WRITTEN TASK
Convert the material, from its first line up to and including the line with "[337, 498, 504, 514]", into a JSON list of strings, one string per line, leaving out any blank lines.

Bounding box labeling entries
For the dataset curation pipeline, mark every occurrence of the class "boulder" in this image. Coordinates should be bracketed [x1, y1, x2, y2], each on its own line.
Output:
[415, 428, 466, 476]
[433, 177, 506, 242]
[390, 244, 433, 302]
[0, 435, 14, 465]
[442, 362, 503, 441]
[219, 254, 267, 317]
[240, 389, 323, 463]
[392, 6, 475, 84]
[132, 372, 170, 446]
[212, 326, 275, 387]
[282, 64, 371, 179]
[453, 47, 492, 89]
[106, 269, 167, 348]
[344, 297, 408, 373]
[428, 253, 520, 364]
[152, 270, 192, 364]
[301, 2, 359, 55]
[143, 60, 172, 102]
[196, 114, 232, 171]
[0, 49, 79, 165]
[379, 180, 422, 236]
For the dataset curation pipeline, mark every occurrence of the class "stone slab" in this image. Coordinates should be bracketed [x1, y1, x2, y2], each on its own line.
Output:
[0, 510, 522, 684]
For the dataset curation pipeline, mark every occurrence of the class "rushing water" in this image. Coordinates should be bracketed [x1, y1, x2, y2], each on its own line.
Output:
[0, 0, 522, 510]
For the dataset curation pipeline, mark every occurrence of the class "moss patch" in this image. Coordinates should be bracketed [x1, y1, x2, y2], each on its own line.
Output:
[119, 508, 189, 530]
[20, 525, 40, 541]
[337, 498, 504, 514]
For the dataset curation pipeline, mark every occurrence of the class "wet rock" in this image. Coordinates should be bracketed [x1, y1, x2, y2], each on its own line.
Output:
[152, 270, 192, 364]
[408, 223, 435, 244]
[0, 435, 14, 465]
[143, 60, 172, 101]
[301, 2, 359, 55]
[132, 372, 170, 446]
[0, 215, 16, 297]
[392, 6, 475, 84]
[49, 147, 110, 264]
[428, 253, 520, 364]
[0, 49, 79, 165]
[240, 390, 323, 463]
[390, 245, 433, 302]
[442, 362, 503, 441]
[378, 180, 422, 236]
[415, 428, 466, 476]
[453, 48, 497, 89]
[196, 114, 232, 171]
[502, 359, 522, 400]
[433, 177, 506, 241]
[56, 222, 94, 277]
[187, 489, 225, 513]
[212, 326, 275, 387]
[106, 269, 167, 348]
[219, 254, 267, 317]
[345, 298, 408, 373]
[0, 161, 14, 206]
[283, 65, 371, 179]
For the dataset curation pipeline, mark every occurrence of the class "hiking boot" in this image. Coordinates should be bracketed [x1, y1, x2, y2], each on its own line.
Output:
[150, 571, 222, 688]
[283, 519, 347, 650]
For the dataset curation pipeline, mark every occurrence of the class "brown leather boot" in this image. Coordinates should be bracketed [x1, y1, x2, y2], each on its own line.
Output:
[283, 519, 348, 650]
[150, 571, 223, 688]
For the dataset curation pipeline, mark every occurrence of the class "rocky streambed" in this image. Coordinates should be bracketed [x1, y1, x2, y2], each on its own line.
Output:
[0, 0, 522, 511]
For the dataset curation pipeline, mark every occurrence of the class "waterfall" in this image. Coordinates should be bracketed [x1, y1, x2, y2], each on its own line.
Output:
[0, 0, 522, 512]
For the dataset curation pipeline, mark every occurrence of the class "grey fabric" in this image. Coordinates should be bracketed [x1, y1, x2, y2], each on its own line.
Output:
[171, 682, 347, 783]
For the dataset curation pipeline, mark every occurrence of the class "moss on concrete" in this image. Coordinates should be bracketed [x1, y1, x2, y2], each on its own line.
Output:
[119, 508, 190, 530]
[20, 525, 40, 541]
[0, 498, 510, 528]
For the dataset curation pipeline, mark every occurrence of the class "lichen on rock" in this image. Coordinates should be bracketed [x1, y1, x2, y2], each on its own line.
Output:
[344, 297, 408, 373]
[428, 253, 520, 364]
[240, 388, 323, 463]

RESPONSE
[
  "For the dataset curation pipeline, mark every occurrence of the class \"boulder\" in this image. Coordinates should be bracketed [x1, y1, x2, y2], each on its own line.",
  "Output:",
  "[415, 428, 466, 476]",
  "[433, 177, 506, 242]",
  "[390, 244, 433, 302]",
  "[0, 435, 14, 465]",
  "[442, 362, 503, 441]",
  "[219, 254, 267, 317]",
  "[240, 389, 323, 463]",
  "[392, 6, 475, 84]",
  "[132, 372, 170, 446]",
  "[212, 326, 275, 387]",
  "[282, 64, 371, 179]",
  "[453, 47, 492, 89]",
  "[106, 269, 167, 348]",
  "[344, 297, 408, 373]",
  "[428, 253, 520, 364]",
  "[152, 270, 192, 364]",
  "[301, 2, 359, 55]",
  "[143, 60, 172, 102]",
  "[196, 114, 232, 171]",
  "[0, 49, 79, 165]",
  "[379, 180, 422, 236]",
  "For the dataset curation pipeline, mark every occurrence of the class \"stone slab\" in this image. Coordinates should be bracketed [x1, y1, x2, y2], each on its own line.",
  "Output:",
  "[0, 510, 522, 684]",
  "For the dataset curation pipeline, mark every occurrence of the class \"rushing water\" in this image. Coordinates should be bracketed [x1, y1, x2, y2], each on its own line.",
  "Output:",
  "[0, 0, 522, 510]",
  "For the dataset curation pipeline, mark every occurrence of the class \"moss patch\" in this image. Coordinates should be bracketed [x1, y1, x2, y2], each on its own line.",
  "Output:",
  "[119, 508, 189, 530]",
  "[20, 525, 40, 541]",
  "[337, 498, 504, 514]"
]